[Raw records]
•••••
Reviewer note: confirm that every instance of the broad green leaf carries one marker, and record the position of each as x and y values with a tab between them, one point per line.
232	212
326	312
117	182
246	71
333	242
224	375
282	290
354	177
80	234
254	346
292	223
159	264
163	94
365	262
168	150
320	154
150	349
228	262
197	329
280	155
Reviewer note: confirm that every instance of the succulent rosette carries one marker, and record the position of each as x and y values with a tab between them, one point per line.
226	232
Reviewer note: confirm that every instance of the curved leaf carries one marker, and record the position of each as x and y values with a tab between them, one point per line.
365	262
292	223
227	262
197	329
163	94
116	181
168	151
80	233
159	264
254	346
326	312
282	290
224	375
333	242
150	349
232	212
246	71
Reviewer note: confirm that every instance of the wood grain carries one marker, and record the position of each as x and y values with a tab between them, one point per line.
•••••
> [Objective]: Starting at the line that contains "Reviewer note: confirm that every instance of the succulent", quote each remaining line of the entries above, unchanged.

> [Problem solution]:
Reviewer note: confirm that every instance of the succulent rosette carries one marker, and record the position of each as x and y values with a tab between them, one point per line.
226	232
Reviewer note: confirm that every instance of the curved leaf carries one marker, and record the position of each as x and y values with a tab between them, one point per line.
365	262
292	223
227	262
197	329
163	94
116	181
168	151
80	233
159	264
254	346
326	312
282	290
224	375
333	242
150	349
232	212
246	71
Reviewer note: confirm that every instance of the wood grain carries one marker, and record the position of each as x and y values with a tab between them, one point per line.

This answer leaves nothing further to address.